— What to do —
Copy the entries verbatim, starting with the line that contains "Every instance of the wispy" and running through the last line of the entries.

— Provided entries —
....

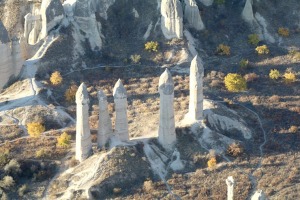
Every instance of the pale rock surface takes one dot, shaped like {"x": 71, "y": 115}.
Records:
{"x": 83, "y": 133}
{"x": 258, "y": 195}
{"x": 230, "y": 184}
{"x": 104, "y": 125}
{"x": 207, "y": 2}
{"x": 17, "y": 59}
{"x": 52, "y": 12}
{"x": 177, "y": 164}
{"x": 121, "y": 123}
{"x": 192, "y": 15}
{"x": 196, "y": 89}
{"x": 247, "y": 13}
{"x": 166, "y": 131}
{"x": 171, "y": 20}
{"x": 10, "y": 56}
{"x": 84, "y": 15}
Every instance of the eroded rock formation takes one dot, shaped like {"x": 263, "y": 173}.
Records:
{"x": 166, "y": 131}
{"x": 196, "y": 89}
{"x": 120, "y": 99}
{"x": 83, "y": 133}
{"x": 171, "y": 20}
{"x": 104, "y": 124}
{"x": 192, "y": 15}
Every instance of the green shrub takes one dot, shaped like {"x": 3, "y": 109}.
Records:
{"x": 244, "y": 64}
{"x": 136, "y": 58}
{"x": 223, "y": 49}
{"x": 289, "y": 77}
{"x": 13, "y": 167}
{"x": 285, "y": 32}
{"x": 35, "y": 129}
{"x": 274, "y": 74}
{"x": 235, "y": 82}
{"x": 7, "y": 182}
{"x": 151, "y": 46}
{"x": 253, "y": 39}
{"x": 262, "y": 50}
{"x": 64, "y": 140}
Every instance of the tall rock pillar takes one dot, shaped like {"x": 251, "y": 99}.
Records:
{"x": 120, "y": 99}
{"x": 196, "y": 89}
{"x": 171, "y": 20}
{"x": 104, "y": 124}
{"x": 83, "y": 133}
{"x": 192, "y": 15}
{"x": 230, "y": 185}
{"x": 166, "y": 131}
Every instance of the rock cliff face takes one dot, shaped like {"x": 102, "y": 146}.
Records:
{"x": 10, "y": 57}
{"x": 171, "y": 20}
{"x": 192, "y": 15}
{"x": 52, "y": 12}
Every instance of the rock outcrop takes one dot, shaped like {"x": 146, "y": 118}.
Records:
{"x": 192, "y": 15}
{"x": 104, "y": 124}
{"x": 196, "y": 89}
{"x": 84, "y": 15}
{"x": 52, "y": 12}
{"x": 166, "y": 131}
{"x": 120, "y": 99}
{"x": 247, "y": 13}
{"x": 207, "y": 2}
{"x": 10, "y": 57}
{"x": 83, "y": 133}
{"x": 171, "y": 20}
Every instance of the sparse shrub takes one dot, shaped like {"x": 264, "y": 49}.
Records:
{"x": 244, "y": 64}
{"x": 148, "y": 186}
{"x": 274, "y": 74}
{"x": 223, "y": 49}
{"x": 151, "y": 46}
{"x": 261, "y": 50}
{"x": 73, "y": 162}
{"x": 251, "y": 77}
{"x": 211, "y": 163}
{"x": 253, "y": 39}
{"x": 35, "y": 129}
{"x": 293, "y": 129}
{"x": 220, "y": 2}
{"x": 70, "y": 93}
{"x": 117, "y": 190}
{"x": 283, "y": 32}
{"x": 41, "y": 153}
{"x": 289, "y": 77}
{"x": 4, "y": 157}
{"x": 56, "y": 78}
{"x": 235, "y": 82}
{"x": 64, "y": 140}
{"x": 7, "y": 182}
{"x": 136, "y": 58}
{"x": 235, "y": 149}
{"x": 13, "y": 167}
{"x": 22, "y": 190}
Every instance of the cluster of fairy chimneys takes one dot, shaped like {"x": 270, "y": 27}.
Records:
{"x": 166, "y": 131}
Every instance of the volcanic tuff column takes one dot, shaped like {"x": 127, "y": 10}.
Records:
{"x": 83, "y": 134}
{"x": 230, "y": 185}
{"x": 247, "y": 13}
{"x": 192, "y": 15}
{"x": 104, "y": 124}
{"x": 171, "y": 20}
{"x": 166, "y": 131}
{"x": 196, "y": 89}
{"x": 120, "y": 99}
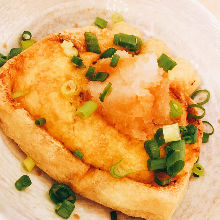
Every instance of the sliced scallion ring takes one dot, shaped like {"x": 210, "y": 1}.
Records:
{"x": 198, "y": 170}
{"x": 196, "y": 116}
{"x": 201, "y": 96}
{"x": 115, "y": 173}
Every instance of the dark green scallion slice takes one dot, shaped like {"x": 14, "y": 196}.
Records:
{"x": 113, "y": 215}
{"x": 92, "y": 42}
{"x": 26, "y": 35}
{"x": 14, "y": 52}
{"x": 90, "y": 72}
{"x": 100, "y": 76}
{"x": 65, "y": 209}
{"x": 201, "y": 96}
{"x": 40, "y": 121}
{"x": 159, "y": 137}
{"x": 196, "y": 116}
{"x": 23, "y": 182}
{"x": 152, "y": 149}
{"x": 166, "y": 62}
{"x": 60, "y": 192}
{"x": 156, "y": 164}
{"x": 114, "y": 60}
{"x": 78, "y": 154}
{"x": 78, "y": 61}
{"x": 108, "y": 53}
{"x": 100, "y": 22}
{"x": 130, "y": 42}
{"x": 107, "y": 90}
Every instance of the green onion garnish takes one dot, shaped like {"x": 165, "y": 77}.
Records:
{"x": 65, "y": 209}
{"x": 161, "y": 182}
{"x": 115, "y": 173}
{"x": 60, "y": 192}
{"x": 100, "y": 22}
{"x": 171, "y": 133}
{"x": 156, "y": 164}
{"x": 189, "y": 134}
{"x": 26, "y": 35}
{"x": 26, "y": 44}
{"x": 100, "y": 76}
{"x": 23, "y": 182}
{"x": 40, "y": 121}
{"x": 198, "y": 170}
{"x": 114, "y": 60}
{"x": 87, "y": 109}
{"x": 116, "y": 17}
{"x": 108, "y": 53}
{"x": 175, "y": 109}
{"x": 14, "y": 52}
{"x": 159, "y": 137}
{"x": 175, "y": 157}
{"x": 105, "y": 92}
{"x": 113, "y": 215}
{"x": 166, "y": 62}
{"x": 78, "y": 154}
{"x": 131, "y": 42}
{"x": 92, "y": 42}
{"x": 78, "y": 61}
{"x": 3, "y": 59}
{"x": 201, "y": 96}
{"x": 90, "y": 72}
{"x": 196, "y": 116}
{"x": 152, "y": 149}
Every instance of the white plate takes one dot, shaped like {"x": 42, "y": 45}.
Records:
{"x": 189, "y": 30}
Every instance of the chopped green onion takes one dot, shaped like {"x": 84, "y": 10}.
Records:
{"x": 175, "y": 109}
{"x": 116, "y": 17}
{"x": 175, "y": 157}
{"x": 115, "y": 173}
{"x": 19, "y": 94}
{"x": 152, "y": 149}
{"x": 3, "y": 59}
{"x": 105, "y": 92}
{"x": 190, "y": 134}
{"x": 114, "y": 60}
{"x": 161, "y": 182}
{"x": 87, "y": 109}
{"x": 100, "y": 76}
{"x": 198, "y": 170}
{"x": 100, "y": 22}
{"x": 159, "y": 137}
{"x": 92, "y": 42}
{"x": 78, "y": 61}
{"x": 90, "y": 72}
{"x": 28, "y": 164}
{"x": 26, "y": 35}
{"x": 14, "y": 52}
{"x": 78, "y": 154}
{"x": 113, "y": 215}
{"x": 131, "y": 42}
{"x": 22, "y": 183}
{"x": 166, "y": 62}
{"x": 156, "y": 164}
{"x": 60, "y": 192}
{"x": 171, "y": 133}
{"x": 196, "y": 116}
{"x": 40, "y": 121}
{"x": 26, "y": 44}
{"x": 201, "y": 96}
{"x": 65, "y": 209}
{"x": 205, "y": 138}
{"x": 208, "y": 126}
{"x": 108, "y": 53}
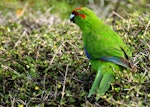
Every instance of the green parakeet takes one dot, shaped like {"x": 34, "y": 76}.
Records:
{"x": 104, "y": 48}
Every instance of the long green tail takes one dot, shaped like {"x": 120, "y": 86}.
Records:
{"x": 103, "y": 79}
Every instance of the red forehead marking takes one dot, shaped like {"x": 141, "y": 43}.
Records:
{"x": 78, "y": 14}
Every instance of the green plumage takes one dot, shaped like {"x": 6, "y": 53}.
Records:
{"x": 101, "y": 41}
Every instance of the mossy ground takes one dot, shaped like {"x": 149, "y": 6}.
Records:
{"x": 42, "y": 62}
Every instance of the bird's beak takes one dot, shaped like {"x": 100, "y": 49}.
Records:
{"x": 72, "y": 17}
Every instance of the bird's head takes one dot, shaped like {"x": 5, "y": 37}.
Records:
{"x": 81, "y": 16}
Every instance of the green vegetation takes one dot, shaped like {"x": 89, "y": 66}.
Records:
{"x": 42, "y": 62}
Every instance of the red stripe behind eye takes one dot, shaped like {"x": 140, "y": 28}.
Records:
{"x": 78, "y": 14}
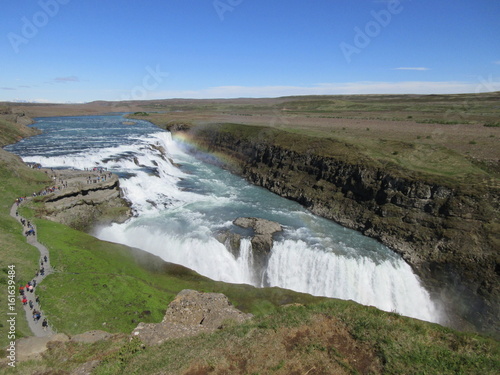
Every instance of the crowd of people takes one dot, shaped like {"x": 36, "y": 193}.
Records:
{"x": 26, "y": 292}
{"x": 101, "y": 176}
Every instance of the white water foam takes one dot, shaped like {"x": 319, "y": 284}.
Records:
{"x": 390, "y": 285}
{"x": 172, "y": 223}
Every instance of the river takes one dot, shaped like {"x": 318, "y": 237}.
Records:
{"x": 181, "y": 203}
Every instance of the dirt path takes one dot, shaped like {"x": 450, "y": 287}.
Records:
{"x": 35, "y": 326}
{"x": 64, "y": 179}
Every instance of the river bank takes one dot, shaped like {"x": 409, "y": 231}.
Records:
{"x": 445, "y": 232}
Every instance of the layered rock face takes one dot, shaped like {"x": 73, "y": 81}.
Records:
{"x": 261, "y": 240}
{"x": 447, "y": 235}
{"x": 189, "y": 314}
{"x": 84, "y": 204}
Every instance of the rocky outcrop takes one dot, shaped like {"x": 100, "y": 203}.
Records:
{"x": 448, "y": 235}
{"x": 261, "y": 240}
{"x": 86, "y": 201}
{"x": 189, "y": 314}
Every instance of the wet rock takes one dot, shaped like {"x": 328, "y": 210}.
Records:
{"x": 189, "y": 314}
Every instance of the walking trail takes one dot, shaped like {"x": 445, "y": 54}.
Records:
{"x": 74, "y": 179}
{"x": 35, "y": 326}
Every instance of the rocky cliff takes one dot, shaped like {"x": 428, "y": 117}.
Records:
{"x": 83, "y": 199}
{"x": 448, "y": 235}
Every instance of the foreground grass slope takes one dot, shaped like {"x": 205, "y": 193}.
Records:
{"x": 16, "y": 180}
{"x": 332, "y": 337}
{"x": 97, "y": 282}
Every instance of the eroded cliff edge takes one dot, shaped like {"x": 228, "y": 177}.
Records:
{"x": 83, "y": 199}
{"x": 448, "y": 234}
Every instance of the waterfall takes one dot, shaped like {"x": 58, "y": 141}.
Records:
{"x": 181, "y": 206}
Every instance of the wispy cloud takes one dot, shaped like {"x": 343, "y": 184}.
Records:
{"x": 352, "y": 88}
{"x": 412, "y": 68}
{"x": 66, "y": 79}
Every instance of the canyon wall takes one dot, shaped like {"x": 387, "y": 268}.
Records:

....

— Solution to this exercise —
Every instance of the wispy cloud takes one dot, shaped like {"x": 343, "y": 184}.
Records:
{"x": 352, "y": 88}
{"x": 412, "y": 68}
{"x": 66, "y": 79}
Every instance of the canyon wall takes one dot, shaped like {"x": 387, "y": 268}.
Records:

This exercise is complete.